WRITTEN EXERCISE: State how many lines in the items below contain the word "window". Reply with the number alone.

-- start of RECORDS FOR THE TASK --

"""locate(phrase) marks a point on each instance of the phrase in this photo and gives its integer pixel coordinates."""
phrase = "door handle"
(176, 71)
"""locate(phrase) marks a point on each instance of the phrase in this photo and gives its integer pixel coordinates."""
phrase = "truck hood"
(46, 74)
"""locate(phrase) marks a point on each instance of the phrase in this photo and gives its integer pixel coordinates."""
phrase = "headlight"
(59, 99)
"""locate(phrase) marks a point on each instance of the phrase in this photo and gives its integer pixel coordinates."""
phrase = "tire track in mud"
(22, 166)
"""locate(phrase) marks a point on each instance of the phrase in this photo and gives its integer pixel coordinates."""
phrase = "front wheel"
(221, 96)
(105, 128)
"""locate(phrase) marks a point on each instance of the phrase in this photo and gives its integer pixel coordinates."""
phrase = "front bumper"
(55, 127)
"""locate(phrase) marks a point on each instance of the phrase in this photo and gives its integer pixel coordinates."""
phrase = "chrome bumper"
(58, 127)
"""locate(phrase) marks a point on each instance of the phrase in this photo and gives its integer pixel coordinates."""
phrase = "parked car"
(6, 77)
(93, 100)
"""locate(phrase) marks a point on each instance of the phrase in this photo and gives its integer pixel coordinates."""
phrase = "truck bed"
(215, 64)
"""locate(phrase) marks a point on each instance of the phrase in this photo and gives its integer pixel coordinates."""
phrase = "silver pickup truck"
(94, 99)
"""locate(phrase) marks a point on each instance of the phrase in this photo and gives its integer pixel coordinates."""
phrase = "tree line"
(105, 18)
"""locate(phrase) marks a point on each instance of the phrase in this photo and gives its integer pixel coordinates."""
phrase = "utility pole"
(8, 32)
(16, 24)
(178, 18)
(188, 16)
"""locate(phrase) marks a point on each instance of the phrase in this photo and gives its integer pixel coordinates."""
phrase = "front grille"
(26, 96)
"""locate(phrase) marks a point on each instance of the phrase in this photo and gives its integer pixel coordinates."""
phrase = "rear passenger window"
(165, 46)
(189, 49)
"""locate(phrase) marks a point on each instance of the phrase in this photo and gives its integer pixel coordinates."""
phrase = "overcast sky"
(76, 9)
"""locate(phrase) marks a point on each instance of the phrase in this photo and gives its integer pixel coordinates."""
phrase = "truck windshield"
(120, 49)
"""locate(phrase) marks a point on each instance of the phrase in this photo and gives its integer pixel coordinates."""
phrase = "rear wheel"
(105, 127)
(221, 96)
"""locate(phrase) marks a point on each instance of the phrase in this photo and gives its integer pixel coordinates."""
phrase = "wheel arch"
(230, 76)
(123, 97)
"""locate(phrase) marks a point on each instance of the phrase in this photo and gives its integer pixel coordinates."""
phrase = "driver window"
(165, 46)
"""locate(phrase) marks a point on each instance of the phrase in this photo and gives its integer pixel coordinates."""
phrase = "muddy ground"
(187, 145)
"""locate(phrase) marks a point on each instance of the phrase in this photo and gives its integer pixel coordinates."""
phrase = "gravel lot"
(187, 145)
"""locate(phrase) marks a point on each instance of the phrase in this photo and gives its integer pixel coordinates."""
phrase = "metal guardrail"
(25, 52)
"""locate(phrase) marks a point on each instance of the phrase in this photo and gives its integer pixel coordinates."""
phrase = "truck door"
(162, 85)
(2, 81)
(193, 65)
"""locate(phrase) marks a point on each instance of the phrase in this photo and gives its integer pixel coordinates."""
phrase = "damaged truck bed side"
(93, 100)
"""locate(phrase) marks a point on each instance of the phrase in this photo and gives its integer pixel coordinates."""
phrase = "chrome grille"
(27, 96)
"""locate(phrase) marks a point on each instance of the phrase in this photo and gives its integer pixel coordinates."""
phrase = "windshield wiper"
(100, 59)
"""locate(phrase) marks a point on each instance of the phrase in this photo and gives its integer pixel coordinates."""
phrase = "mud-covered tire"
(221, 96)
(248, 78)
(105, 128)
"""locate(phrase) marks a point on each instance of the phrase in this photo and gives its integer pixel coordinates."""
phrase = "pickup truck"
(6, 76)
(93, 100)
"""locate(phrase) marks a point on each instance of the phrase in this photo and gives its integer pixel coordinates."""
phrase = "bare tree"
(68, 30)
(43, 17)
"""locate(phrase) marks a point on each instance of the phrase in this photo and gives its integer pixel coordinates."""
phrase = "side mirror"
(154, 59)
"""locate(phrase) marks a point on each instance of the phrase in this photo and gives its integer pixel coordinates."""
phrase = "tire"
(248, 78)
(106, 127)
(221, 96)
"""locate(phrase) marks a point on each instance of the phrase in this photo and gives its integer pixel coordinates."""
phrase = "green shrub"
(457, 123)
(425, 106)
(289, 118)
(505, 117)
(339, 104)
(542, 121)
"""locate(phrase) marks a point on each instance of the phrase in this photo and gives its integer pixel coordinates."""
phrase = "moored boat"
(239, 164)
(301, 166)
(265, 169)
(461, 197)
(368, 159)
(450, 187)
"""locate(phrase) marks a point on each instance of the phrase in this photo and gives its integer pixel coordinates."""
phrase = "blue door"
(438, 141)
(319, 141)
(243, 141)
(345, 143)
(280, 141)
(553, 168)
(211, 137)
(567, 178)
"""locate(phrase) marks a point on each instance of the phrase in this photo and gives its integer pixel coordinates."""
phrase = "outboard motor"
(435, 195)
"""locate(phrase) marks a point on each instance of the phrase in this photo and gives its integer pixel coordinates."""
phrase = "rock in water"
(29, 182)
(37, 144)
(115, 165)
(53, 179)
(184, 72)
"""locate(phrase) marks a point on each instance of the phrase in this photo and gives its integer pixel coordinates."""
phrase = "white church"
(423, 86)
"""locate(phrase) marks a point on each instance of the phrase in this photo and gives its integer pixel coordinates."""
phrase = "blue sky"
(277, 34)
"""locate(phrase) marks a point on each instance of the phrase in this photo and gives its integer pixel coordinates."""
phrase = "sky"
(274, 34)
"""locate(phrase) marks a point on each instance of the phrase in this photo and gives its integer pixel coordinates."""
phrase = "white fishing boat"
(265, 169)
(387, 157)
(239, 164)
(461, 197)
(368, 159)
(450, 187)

-- end of RECORDS FOR THE TASK --

EXERCISE ANSWER: 2